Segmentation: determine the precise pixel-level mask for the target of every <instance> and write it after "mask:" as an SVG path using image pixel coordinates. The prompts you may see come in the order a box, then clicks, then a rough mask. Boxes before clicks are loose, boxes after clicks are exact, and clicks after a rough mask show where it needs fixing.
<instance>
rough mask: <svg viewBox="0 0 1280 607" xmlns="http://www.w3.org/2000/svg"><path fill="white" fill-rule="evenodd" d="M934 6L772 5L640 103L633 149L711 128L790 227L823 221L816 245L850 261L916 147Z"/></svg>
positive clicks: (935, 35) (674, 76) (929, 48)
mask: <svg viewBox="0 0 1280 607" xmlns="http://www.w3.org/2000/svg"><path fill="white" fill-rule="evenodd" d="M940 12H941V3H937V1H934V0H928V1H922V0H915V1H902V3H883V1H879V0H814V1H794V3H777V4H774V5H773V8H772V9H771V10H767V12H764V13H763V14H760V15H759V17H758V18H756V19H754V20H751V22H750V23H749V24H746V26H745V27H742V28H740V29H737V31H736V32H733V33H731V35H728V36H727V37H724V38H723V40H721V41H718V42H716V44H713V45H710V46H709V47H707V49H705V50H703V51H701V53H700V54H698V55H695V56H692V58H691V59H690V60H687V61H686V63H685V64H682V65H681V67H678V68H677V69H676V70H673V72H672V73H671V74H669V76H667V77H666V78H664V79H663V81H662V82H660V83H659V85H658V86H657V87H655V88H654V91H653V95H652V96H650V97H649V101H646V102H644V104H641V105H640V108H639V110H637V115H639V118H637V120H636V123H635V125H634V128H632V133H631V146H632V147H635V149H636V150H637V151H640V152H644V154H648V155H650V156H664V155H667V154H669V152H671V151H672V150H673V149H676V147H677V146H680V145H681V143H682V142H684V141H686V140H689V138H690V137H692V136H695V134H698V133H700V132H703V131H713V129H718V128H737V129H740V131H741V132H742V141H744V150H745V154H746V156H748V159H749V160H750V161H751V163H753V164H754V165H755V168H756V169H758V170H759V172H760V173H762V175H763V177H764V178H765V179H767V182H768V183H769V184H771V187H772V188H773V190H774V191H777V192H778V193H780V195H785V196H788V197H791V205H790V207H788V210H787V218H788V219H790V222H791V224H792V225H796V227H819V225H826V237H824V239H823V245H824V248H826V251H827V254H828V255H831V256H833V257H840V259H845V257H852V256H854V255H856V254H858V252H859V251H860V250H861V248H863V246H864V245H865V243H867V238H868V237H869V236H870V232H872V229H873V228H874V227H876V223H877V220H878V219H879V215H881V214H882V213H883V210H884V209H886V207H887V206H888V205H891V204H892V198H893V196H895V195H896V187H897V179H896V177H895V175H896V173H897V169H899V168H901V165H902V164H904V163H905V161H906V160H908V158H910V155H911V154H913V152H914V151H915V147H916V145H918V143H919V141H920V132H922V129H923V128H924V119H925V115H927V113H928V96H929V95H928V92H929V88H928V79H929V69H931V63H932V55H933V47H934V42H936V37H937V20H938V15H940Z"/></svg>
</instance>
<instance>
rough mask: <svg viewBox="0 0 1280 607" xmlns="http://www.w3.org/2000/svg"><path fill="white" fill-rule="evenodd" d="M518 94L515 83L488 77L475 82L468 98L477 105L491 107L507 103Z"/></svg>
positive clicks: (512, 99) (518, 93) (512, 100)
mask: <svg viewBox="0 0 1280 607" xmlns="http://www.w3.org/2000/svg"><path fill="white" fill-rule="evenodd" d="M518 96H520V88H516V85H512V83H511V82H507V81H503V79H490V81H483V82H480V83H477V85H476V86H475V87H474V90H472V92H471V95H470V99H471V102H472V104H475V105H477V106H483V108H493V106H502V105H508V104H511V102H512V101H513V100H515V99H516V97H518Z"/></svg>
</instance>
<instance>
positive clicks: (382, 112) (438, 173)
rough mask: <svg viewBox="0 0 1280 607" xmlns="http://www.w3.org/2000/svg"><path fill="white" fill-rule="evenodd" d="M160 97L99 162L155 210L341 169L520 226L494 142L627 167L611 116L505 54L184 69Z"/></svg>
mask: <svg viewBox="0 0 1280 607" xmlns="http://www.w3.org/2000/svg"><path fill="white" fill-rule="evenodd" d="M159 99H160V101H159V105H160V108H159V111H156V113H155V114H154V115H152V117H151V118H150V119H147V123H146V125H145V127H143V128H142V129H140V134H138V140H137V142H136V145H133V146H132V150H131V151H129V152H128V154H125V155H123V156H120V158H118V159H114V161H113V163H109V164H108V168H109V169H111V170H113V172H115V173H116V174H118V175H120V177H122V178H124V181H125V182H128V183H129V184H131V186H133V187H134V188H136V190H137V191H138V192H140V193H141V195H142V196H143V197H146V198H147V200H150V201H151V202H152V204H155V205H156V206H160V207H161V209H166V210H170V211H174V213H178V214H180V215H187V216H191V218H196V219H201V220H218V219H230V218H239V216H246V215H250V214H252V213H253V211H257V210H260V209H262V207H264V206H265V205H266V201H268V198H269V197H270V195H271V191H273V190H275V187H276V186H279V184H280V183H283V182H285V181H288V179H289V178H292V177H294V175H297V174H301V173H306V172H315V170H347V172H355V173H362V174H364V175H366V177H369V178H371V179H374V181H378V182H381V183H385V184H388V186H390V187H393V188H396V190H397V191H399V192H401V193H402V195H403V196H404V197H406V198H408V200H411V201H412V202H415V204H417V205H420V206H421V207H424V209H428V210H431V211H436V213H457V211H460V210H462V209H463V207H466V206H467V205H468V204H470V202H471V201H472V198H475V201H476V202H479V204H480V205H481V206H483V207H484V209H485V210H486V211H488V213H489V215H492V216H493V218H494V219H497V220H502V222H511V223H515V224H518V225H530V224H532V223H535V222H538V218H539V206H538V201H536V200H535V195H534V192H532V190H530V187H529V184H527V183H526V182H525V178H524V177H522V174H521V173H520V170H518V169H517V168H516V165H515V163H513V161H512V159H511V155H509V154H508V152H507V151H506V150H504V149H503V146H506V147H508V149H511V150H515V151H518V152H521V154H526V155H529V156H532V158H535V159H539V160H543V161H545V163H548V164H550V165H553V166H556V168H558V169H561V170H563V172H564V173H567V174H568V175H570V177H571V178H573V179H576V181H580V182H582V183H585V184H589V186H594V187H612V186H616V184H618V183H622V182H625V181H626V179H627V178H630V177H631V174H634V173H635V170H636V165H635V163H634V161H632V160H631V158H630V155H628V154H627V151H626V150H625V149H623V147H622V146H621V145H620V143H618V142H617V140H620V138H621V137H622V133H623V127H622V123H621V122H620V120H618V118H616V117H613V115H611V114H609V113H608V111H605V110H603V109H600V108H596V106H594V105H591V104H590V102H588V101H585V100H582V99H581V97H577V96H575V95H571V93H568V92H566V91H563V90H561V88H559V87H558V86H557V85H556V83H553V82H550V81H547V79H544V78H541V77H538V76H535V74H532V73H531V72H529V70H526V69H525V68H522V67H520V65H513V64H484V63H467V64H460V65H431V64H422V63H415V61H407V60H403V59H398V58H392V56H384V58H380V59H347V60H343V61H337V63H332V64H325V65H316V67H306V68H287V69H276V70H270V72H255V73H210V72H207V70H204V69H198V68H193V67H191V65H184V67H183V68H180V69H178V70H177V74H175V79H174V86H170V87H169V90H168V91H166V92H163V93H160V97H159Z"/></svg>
------
Reproduce all of the data above character for character, with nothing changed, added, or left out.

§ EXPECTED ANSWER
Segmentation: determine the precise pixel-level mask for the target of every <instance> and write it after "mask:" as an SVG path using image pixel coordinates. The prompts you may see come in the order a box, then clicks, then a rough mask. Boxes before clicks are loose, boxes after clicks are exact, and clicks after a rough mask show where it needs fixing.
<instance>
rough mask: <svg viewBox="0 0 1280 607" xmlns="http://www.w3.org/2000/svg"><path fill="white" fill-rule="evenodd" d="M934 6L772 5L640 103L633 149L711 128L790 227L823 221L816 245L850 261L916 147Z"/></svg>
positive clicks: (935, 35) (674, 76) (929, 48)
mask: <svg viewBox="0 0 1280 607" xmlns="http://www.w3.org/2000/svg"><path fill="white" fill-rule="evenodd" d="M940 12H941V3H937V1H934V0H928V1H922V0H915V1H902V3H883V1H879V0H814V1H794V3H777V4H774V5H773V8H772V9H771V10H767V12H764V13H763V14H760V15H759V17H758V18H756V19H754V20H751V22H750V23H749V24H746V26H745V27H742V28H740V29H737V31H736V32H733V33H731V35H728V36H727V37H724V38H723V40H721V41H718V42H716V44H713V45H710V46H709V47H707V49H705V50H703V51H701V53H700V54H698V55H695V56H692V58H691V59H690V60H687V61H686V63H685V64H682V65H681V67H678V68H677V69H676V70H673V72H672V73H671V74H669V76H667V77H666V78H664V79H663V81H662V82H660V83H659V85H658V86H657V87H655V88H654V91H653V95H652V96H650V97H649V101H646V102H644V104H641V105H640V108H639V110H637V115H639V118H637V120H636V123H635V125H634V128H632V133H631V146H632V147H635V149H636V150H637V151H640V152H644V154H648V155H650V156H664V155H667V154H669V152H671V151H672V150H673V149H676V147H677V146H680V145H681V143H682V142H684V141H686V140H689V138H690V137H692V136H695V134H698V133H700V132H703V131H713V129H718V128H737V129H740V131H741V132H742V141H744V150H745V154H746V156H748V159H749V160H750V161H751V163H753V164H754V165H755V168H756V169H758V170H759V172H760V173H762V175H763V177H764V178H765V179H767V182H768V183H769V184H771V187H772V188H773V190H774V191H777V192H778V193H780V195H785V196H788V197H791V205H790V207H788V210H787V218H788V219H790V222H791V224H792V225H796V227H819V225H826V237H824V239H823V245H824V248H826V251H827V254H828V255H831V256H833V257H840V259H845V257H852V256H854V255H856V254H858V252H859V251H860V250H861V248H863V246H864V245H865V243H867V238H868V237H869V236H870V232H872V229H873V228H874V227H876V223H877V220H878V219H879V215H881V214H882V213H883V210H884V209H886V207H887V206H888V205H891V204H892V198H893V196H895V195H896V187H897V179H896V177H895V175H896V173H897V169H899V168H901V165H902V164H904V163H905V161H906V160H908V158H910V155H911V154H913V152H914V151H915V147H916V145H918V143H919V141H920V132H922V129H923V128H924V119H925V115H927V113H928V96H929V95H928V92H929V88H928V79H929V69H931V63H932V55H933V47H934V42H936V37H937V20H938V15H940Z"/></svg>
</instance>
<instance>
rough mask: <svg viewBox="0 0 1280 607" xmlns="http://www.w3.org/2000/svg"><path fill="white" fill-rule="evenodd" d="M518 94L515 83L488 77L475 82L468 98L477 105L491 107L507 103Z"/></svg>
positive clicks: (512, 99) (518, 93) (512, 100)
mask: <svg viewBox="0 0 1280 607" xmlns="http://www.w3.org/2000/svg"><path fill="white" fill-rule="evenodd" d="M518 96H520V88H516V85H512V83H511V82H507V81H503V79H490V81H483V82H480V83H477V85H476V86H475V87H474V90H472V92H471V95H470V99H471V102H472V104H475V105H477V106H483V108H493V106H502V105H508V104H511V102H512V101H513V100H515V99H516V97H518Z"/></svg>
</instance>
<instance>
positive clicks: (382, 112) (438, 173)
rough mask: <svg viewBox="0 0 1280 607" xmlns="http://www.w3.org/2000/svg"><path fill="white" fill-rule="evenodd" d="M160 97L99 162L155 210L341 169L520 226L494 142L627 167L611 116L505 54L184 69Z"/></svg>
mask: <svg viewBox="0 0 1280 607" xmlns="http://www.w3.org/2000/svg"><path fill="white" fill-rule="evenodd" d="M159 99H160V101H159V105H160V108H159V111H156V113H155V114H154V115H152V117H151V118H150V119H147V123H146V125H145V127H143V128H142V129H140V134H138V140H137V142H136V145H133V146H132V150H131V151H129V152H128V154H125V155H123V156H120V158H118V159H114V161H113V163H109V164H108V168H109V169H111V170H113V172H115V173H116V174H118V175H120V177H122V178H124V181H125V182H128V183H129V184H131V186H133V187H134V188H136V190H137V191H138V192H140V193H141V195H142V196H143V197H146V198H147V200H150V201H151V202H152V204H155V205H156V206H160V207H161V209H166V210H170V211H174V213H178V214H180V215H187V216H191V218H196V219H201V220H218V219H230V218H239V216H246V215H250V214H252V213H253V211H257V210H260V209H262V207H264V206H265V205H266V201H268V198H269V197H270V195H271V191H273V190H275V187H276V186H279V184H280V183H283V182H285V181H288V179H289V178H292V177H294V175H297V174H301V173H306V172H315V170H347V172H355V173H362V174H364V175H366V177H369V178H371V179H374V181H378V182H381V183H385V184H388V186H390V187H393V188H396V190H397V191H399V192H401V193H402V195H403V196H404V197H406V198H408V200H411V201H412V202H415V204H417V205H420V206H421V207H424V209H428V210H431V211H436V213H457V211H460V210H462V209H463V207H466V206H467V205H468V204H470V202H471V201H472V198H475V201H476V202H479V204H480V205H481V206H483V207H484V209H485V210H486V211H488V213H489V215H492V216H493V218H494V219H497V220H502V222H511V223H515V224H518V225H530V224H532V223H535V222H538V218H539V206H538V201H536V200H535V195H534V192H532V190H530V187H529V184H527V183H526V182H525V178H524V177H522V174H521V173H520V170H518V169H517V168H516V165H515V163H513V161H512V159H511V155H509V154H508V152H507V151H506V150H504V149H503V146H506V147H508V149H511V150H515V151H518V152H521V154H526V155H529V156H532V158H535V159H539V160H543V161H545V163H548V164H550V165H553V166H556V168H558V169H561V170H563V172H564V173H567V174H568V175H570V177H571V178H573V179H576V181H580V182H582V183H585V184H589V186H594V187H612V186H616V184H618V183H622V182H625V181H626V179H627V178H630V177H631V174H634V173H635V170H636V165H635V163H634V161H632V160H631V158H630V155H628V154H627V151H626V150H625V149H623V147H622V146H621V145H620V143H618V142H617V140H620V138H621V137H622V133H623V127H622V123H621V122H620V120H618V118H616V117H613V115H611V114H609V113H608V111H605V110H603V109H600V108H596V106H594V105H591V104H590V102H588V101H585V100H582V99H581V97H577V96H575V95H571V93H568V92H566V91H563V90H561V88H559V87H558V86H557V85H556V83H553V82H550V81H547V79H544V78H541V77H538V76H535V74H532V73H531V72H529V70H526V69H525V68H522V67H520V65H513V64H484V63H467V64H460V65H431V64H422V63H415V61H407V60H403V59H398V58H392V56H384V58H380V59H347V60H343V61H337V63H332V64H325V65H316V67H306V68H287V69H276V70H270V72H255V73H210V72H207V70H204V69H198V68H193V67H191V65H184V67H183V68H180V69H178V70H177V74H175V79H174V86H170V87H169V90H168V91H166V92H163V93H160V97H159Z"/></svg>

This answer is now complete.